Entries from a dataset
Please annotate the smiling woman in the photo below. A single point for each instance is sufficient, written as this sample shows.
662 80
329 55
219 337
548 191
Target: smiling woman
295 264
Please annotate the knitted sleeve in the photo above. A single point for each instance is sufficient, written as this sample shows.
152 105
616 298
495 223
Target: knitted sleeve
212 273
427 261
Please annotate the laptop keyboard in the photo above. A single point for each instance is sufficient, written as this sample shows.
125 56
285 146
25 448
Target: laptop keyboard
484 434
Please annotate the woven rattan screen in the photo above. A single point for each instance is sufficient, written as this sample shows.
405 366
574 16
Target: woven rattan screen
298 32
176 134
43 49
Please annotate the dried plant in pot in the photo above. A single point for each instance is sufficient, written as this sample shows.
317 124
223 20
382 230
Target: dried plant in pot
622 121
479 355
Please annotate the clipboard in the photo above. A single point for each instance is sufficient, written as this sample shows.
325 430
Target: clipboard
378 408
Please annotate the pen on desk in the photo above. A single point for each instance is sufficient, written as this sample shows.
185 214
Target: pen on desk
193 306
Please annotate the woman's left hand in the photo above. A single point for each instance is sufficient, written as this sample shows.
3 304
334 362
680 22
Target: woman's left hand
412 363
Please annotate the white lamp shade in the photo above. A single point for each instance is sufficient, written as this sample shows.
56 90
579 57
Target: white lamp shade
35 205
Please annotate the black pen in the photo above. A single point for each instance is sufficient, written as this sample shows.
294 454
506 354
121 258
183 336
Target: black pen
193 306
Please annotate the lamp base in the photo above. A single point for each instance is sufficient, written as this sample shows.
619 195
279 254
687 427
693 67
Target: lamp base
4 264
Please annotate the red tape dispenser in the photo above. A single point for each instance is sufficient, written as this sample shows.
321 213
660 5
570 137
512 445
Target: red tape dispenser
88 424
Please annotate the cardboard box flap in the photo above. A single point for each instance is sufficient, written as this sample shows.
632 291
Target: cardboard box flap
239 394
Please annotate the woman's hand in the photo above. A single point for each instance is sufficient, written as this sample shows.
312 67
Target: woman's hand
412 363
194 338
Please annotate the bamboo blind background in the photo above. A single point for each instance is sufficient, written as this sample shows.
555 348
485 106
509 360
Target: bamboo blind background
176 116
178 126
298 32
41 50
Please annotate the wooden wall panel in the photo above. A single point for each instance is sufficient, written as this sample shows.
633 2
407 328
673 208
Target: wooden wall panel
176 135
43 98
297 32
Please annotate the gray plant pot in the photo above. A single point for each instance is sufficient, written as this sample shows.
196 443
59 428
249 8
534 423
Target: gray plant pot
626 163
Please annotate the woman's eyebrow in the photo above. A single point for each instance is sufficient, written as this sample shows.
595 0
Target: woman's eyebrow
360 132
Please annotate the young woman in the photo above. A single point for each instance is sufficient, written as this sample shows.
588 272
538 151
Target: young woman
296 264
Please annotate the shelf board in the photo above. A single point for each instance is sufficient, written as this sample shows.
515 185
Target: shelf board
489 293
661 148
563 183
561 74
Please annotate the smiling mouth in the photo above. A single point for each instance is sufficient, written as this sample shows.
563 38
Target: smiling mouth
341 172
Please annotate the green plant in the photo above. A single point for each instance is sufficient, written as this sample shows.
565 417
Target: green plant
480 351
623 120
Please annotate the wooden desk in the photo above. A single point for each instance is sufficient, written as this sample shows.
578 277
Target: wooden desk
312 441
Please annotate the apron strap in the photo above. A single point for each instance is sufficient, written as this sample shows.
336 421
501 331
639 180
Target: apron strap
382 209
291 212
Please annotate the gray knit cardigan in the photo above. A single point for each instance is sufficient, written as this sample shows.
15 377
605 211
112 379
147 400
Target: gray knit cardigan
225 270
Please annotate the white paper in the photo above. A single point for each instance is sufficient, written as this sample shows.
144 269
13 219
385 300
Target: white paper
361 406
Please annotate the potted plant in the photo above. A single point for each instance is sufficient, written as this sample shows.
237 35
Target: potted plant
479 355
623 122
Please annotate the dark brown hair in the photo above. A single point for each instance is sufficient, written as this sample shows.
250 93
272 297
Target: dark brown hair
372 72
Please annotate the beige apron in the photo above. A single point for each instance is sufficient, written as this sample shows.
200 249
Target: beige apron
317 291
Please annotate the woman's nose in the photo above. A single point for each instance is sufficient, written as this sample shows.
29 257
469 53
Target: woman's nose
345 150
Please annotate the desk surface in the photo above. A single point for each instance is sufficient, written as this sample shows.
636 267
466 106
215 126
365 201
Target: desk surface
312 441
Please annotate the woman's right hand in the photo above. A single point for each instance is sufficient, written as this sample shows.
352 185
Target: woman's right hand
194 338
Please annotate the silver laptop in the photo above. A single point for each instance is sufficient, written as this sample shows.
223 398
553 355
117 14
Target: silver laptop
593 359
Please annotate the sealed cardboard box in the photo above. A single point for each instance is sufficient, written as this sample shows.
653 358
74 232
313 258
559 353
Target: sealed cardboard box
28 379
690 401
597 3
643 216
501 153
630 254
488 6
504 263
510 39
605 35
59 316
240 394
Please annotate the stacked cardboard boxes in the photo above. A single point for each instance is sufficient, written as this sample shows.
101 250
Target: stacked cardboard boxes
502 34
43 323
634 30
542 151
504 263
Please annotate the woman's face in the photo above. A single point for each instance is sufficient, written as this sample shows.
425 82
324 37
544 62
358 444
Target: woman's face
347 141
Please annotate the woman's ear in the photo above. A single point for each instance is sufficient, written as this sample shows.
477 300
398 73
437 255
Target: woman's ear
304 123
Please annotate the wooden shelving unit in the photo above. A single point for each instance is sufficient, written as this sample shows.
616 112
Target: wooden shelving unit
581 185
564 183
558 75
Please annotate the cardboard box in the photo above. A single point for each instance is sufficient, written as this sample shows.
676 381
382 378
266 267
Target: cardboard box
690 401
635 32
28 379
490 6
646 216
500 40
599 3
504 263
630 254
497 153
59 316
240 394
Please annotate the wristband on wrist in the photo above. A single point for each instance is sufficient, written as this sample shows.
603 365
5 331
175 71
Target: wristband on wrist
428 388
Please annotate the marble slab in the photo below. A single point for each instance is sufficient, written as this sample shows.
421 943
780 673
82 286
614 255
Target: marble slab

* * *

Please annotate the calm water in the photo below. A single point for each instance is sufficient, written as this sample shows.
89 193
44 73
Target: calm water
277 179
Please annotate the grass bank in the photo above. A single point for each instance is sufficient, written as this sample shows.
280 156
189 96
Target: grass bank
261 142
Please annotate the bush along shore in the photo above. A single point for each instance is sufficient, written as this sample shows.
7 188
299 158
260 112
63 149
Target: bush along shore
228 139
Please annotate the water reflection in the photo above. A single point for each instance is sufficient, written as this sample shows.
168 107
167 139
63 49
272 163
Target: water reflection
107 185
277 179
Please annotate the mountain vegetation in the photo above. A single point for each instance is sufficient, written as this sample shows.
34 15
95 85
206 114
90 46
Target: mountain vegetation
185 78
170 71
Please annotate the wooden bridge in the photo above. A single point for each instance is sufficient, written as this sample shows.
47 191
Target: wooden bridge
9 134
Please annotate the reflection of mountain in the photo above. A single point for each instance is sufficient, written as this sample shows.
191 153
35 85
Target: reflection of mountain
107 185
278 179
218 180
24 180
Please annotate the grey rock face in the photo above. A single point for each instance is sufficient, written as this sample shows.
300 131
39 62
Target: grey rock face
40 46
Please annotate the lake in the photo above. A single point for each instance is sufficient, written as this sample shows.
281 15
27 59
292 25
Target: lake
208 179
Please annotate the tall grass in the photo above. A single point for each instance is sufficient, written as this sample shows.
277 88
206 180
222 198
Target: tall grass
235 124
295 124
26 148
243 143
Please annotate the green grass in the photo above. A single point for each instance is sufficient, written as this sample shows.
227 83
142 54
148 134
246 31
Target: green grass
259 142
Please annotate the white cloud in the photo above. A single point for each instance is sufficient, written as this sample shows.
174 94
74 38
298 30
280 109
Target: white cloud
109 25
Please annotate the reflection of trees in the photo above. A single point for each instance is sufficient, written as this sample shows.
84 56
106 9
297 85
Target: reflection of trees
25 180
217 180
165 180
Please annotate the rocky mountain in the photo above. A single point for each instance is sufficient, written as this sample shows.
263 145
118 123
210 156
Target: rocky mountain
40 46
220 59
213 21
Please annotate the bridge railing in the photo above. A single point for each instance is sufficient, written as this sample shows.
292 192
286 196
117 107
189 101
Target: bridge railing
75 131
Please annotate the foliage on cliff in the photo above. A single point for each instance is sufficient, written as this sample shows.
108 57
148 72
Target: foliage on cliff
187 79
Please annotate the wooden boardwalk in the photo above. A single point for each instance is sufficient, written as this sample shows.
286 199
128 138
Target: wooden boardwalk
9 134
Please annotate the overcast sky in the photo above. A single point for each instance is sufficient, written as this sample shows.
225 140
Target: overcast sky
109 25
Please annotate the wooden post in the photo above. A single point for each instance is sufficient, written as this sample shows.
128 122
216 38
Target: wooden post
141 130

**What needs to be done**
Edit the lines starting at the one containing "Please annotate the wristband" and ending with the one containing "Target: marble slab" by changing "sample" to "example", with nothing else altered. Return only those lines.

**Task output**
Please annotate the wristband on wrist in the photo above. A single point for each instance is sufficient, written as this example shows.
603 365
5 331
175 71
Target: wristband on wrist
428 388
Please annotate the marble slab in the photo below. A single point for each instance is sufficient, written as this example shows.
421 943
780 673
82 286
614 255
Target: marble slab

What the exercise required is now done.